## TASK STATEMENT
Copy all of the material below, line for line, without changing anything.

## GIVEN RECORDS
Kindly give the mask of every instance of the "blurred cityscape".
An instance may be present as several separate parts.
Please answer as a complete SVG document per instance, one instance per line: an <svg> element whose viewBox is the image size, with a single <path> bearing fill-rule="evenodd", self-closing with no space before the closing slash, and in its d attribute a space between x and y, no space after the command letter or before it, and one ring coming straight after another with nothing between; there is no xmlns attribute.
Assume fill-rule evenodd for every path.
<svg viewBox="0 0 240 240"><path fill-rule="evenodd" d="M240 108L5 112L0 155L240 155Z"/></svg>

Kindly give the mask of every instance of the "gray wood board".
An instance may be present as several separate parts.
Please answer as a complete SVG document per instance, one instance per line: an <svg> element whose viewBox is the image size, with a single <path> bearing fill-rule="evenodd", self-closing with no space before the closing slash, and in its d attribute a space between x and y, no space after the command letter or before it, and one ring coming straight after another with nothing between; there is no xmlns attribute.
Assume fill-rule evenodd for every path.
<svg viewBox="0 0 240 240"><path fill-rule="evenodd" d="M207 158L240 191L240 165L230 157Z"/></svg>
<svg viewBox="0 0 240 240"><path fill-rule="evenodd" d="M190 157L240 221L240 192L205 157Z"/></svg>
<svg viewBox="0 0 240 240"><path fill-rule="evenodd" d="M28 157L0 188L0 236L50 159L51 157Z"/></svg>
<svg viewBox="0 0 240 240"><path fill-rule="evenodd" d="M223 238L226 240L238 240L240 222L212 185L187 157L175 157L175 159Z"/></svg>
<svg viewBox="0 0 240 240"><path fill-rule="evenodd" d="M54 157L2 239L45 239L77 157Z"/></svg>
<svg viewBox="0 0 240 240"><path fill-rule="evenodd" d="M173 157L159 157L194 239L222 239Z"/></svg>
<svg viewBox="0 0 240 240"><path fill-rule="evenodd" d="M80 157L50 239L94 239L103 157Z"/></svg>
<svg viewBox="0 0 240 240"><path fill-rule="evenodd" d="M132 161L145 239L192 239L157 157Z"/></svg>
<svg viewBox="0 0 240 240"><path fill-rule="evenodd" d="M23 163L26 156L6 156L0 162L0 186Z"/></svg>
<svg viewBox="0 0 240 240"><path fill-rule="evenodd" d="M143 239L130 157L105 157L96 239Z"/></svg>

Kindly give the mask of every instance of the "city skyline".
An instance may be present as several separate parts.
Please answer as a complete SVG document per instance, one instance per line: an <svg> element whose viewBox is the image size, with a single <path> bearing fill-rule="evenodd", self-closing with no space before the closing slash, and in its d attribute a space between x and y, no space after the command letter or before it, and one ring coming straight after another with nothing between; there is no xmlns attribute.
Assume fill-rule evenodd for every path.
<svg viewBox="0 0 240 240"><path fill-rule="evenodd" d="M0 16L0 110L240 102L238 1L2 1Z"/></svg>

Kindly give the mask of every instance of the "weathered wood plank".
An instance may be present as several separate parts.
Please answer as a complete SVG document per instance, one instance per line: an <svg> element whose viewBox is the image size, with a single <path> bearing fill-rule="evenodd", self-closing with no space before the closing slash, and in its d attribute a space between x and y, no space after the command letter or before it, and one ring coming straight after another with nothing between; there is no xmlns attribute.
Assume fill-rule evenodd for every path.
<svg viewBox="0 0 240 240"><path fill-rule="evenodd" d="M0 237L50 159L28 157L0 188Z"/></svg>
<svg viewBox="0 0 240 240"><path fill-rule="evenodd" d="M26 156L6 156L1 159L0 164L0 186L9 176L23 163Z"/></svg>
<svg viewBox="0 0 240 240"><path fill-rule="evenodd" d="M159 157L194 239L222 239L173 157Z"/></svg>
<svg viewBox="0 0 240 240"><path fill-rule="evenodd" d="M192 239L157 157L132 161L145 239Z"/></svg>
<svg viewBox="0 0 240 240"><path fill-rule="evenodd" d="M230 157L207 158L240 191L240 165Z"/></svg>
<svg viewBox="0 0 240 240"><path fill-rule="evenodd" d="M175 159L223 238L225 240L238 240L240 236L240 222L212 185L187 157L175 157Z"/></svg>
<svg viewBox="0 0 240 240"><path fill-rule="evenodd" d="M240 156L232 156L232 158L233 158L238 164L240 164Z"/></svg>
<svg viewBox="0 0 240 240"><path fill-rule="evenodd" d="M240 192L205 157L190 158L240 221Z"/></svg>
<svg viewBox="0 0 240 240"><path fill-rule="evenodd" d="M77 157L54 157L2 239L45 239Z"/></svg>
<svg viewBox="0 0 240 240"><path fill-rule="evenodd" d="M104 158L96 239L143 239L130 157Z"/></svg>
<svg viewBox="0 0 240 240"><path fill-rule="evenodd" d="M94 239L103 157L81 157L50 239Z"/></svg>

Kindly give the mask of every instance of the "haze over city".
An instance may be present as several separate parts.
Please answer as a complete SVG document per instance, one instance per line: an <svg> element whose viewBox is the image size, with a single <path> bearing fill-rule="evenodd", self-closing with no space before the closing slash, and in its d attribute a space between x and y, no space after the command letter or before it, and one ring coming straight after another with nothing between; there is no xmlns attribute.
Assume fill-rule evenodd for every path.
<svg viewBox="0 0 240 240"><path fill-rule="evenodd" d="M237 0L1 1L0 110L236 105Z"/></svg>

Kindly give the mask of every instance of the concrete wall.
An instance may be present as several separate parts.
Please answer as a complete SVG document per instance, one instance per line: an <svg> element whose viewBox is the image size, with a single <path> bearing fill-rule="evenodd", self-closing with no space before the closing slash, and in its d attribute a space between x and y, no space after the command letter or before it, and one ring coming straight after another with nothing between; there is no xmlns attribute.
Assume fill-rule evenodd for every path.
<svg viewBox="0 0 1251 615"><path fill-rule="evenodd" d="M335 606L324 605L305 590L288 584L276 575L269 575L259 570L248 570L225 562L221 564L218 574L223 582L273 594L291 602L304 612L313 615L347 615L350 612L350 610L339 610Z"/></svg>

## REPLY
Kindly give the mask of every instance of the "blurred cityscape".
An instance may be present as several separate parts.
Please answer as a complete SVG document per instance, one instance per line: an <svg> element whose viewBox is the image size, with a single <path> bearing fill-rule="evenodd", self-closing with no space before the closing slash, and in its d attribute a space between x and y, no space after the command letter or before it, and one ring coming straight after another with nothing between; there is no xmlns attribute.
Assume fill-rule evenodd for every path.
<svg viewBox="0 0 240 240"><path fill-rule="evenodd" d="M240 108L5 112L0 155L240 155Z"/></svg>

Kindly give the mask of every instance of the "gray wood board".
An instance may be present as several separate parts.
Please answer as a complete SVG document per instance, one instance per line: an <svg> element whose viewBox is the image size, with a single <path> bearing fill-rule="evenodd", self-closing with no space before the closing slash, and in its d attribute a space between x and y, no space after the command letter or before it, and one ring coming straight after another with nothing between; there is no xmlns attribute.
Assume fill-rule evenodd for every path.
<svg viewBox="0 0 240 240"><path fill-rule="evenodd" d="M207 158L240 191L240 165L230 157Z"/></svg>
<svg viewBox="0 0 240 240"><path fill-rule="evenodd" d="M190 157L240 221L240 192L205 157Z"/></svg>
<svg viewBox="0 0 240 240"><path fill-rule="evenodd" d="M28 157L0 188L0 236L50 159L51 157Z"/></svg>
<svg viewBox="0 0 240 240"><path fill-rule="evenodd" d="M223 238L226 240L238 240L240 222L212 185L187 157L175 157L175 159Z"/></svg>
<svg viewBox="0 0 240 240"><path fill-rule="evenodd" d="M54 157L2 239L45 239L77 157Z"/></svg>
<svg viewBox="0 0 240 240"><path fill-rule="evenodd" d="M173 157L159 157L194 239L222 239Z"/></svg>
<svg viewBox="0 0 240 240"><path fill-rule="evenodd" d="M80 157L50 239L94 239L103 157Z"/></svg>
<svg viewBox="0 0 240 240"><path fill-rule="evenodd" d="M132 161L145 239L192 239L157 157Z"/></svg>
<svg viewBox="0 0 240 240"><path fill-rule="evenodd" d="M23 163L26 156L6 156L0 162L0 186Z"/></svg>
<svg viewBox="0 0 240 240"><path fill-rule="evenodd" d="M143 239L130 157L105 157L96 239Z"/></svg>

Kindly give the mask of every instance of the "city skyline".
An instance may be present as several separate parts.
Please answer as a complete SVG document per instance, one instance per line: an <svg> element whose viewBox is the image size, with a single <path> bearing fill-rule="evenodd", self-closing with no space before the closing slash, and in its d attribute a space between x and y, no space after the command letter or before it, and one ring coming straight after another with nothing between; there is no xmlns attribute.
Assume fill-rule evenodd for every path.
<svg viewBox="0 0 240 240"><path fill-rule="evenodd" d="M0 16L0 110L240 102L238 1L2 1Z"/></svg>

Kindly give the mask of every instance of the "weathered wood plank".
An instance may be present as several separate parts.
Please answer as a complete SVG document per instance, one instance per line: an <svg> element whose viewBox is the image size, with a single <path> bearing fill-rule="evenodd", self-closing with no space before the closing slash, and in its d attribute a space between x and y, no space after the command letter or before it, and one ring coming straight after another with nothing between; there is no xmlns attribute.
Assume fill-rule evenodd for every path.
<svg viewBox="0 0 240 240"><path fill-rule="evenodd" d="M0 237L50 159L28 157L0 188Z"/></svg>
<svg viewBox="0 0 240 240"><path fill-rule="evenodd" d="M26 156L6 156L1 159L0 164L0 186L9 176L23 163Z"/></svg>
<svg viewBox="0 0 240 240"><path fill-rule="evenodd" d="M159 157L194 239L222 239L173 157Z"/></svg>
<svg viewBox="0 0 240 240"><path fill-rule="evenodd" d="M192 239L157 157L132 161L145 239Z"/></svg>
<svg viewBox="0 0 240 240"><path fill-rule="evenodd" d="M230 157L207 158L240 191L240 165Z"/></svg>
<svg viewBox="0 0 240 240"><path fill-rule="evenodd" d="M175 159L223 238L225 240L238 240L240 236L240 222L212 185L187 157L175 157Z"/></svg>
<svg viewBox="0 0 240 240"><path fill-rule="evenodd" d="M240 156L232 156L232 158L233 158L238 164L240 164Z"/></svg>
<svg viewBox="0 0 240 240"><path fill-rule="evenodd" d="M240 192L205 157L190 158L240 221Z"/></svg>
<svg viewBox="0 0 240 240"><path fill-rule="evenodd" d="M77 157L54 157L2 239L45 239Z"/></svg>
<svg viewBox="0 0 240 240"><path fill-rule="evenodd" d="M104 158L96 239L143 239L130 157Z"/></svg>
<svg viewBox="0 0 240 240"><path fill-rule="evenodd" d="M94 239L103 157L81 157L50 239Z"/></svg>

Kindly give the mask of every instance of the "haze over city".
An instance may be present as several separate parts.
Please answer as a complete SVG document per instance, one instance per line: an <svg> element whose viewBox is the image size, with a single <path> bearing fill-rule="evenodd", self-closing with no space before the closing slash, and in its d attribute a space between x and y, no space after the command letter or before it, and one ring coming straight after another with nothing between; there is no xmlns attribute.
Assume fill-rule evenodd for every path.
<svg viewBox="0 0 240 240"><path fill-rule="evenodd" d="M237 0L1 1L0 110L236 105Z"/></svg>

Kindly give the mask of every instance of the concrete wall.
An instance may be present as several separate parts.
Please answer as a complete SVG document per instance, one instance per line: an <svg> element whose viewBox is the image size, with a single <path> bearing fill-rule="evenodd", self-closing with no space before the closing slash, and in its d attribute a space between x and y, no space after the command letter or before it, and one ring coming straight after another with nothing between; there is no xmlns attribute.
Assume fill-rule evenodd for every path.
<svg viewBox="0 0 1251 615"><path fill-rule="evenodd" d="M335 606L324 605L305 590L288 584L276 575L269 575L259 570L248 570L225 562L221 564L218 574L223 582L273 594L291 602L304 612L313 615L347 615L350 612L350 610L339 610Z"/></svg>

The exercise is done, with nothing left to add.